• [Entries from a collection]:
★ ★ ★ ★
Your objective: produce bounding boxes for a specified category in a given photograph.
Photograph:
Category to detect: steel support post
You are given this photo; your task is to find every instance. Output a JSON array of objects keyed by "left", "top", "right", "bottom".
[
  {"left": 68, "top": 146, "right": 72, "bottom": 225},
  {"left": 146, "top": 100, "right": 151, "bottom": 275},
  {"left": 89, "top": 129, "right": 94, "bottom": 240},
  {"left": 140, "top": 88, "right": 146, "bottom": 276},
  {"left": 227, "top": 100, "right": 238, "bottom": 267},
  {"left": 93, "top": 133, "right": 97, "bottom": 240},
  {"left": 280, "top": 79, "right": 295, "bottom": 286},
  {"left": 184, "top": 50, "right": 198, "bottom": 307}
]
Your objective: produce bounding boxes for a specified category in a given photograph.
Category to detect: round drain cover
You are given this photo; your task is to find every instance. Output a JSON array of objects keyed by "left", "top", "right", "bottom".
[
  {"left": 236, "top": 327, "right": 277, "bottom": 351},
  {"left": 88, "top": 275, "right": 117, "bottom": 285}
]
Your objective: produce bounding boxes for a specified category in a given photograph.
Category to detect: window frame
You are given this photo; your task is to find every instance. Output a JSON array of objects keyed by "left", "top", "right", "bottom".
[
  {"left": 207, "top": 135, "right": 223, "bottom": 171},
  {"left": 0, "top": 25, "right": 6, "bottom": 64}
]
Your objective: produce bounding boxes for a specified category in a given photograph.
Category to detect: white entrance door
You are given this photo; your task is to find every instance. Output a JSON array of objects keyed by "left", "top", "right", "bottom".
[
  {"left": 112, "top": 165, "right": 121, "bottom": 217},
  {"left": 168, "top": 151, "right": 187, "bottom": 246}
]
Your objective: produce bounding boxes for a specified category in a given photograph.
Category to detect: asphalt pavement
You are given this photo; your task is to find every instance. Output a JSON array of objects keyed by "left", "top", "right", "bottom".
★ ★ ★ ★
• [STATED PROBLEM]: State how many lines of the entries above contain the string "detect", with case counting in the match. Give only the number.

• [CORRECT ANSWER]: 5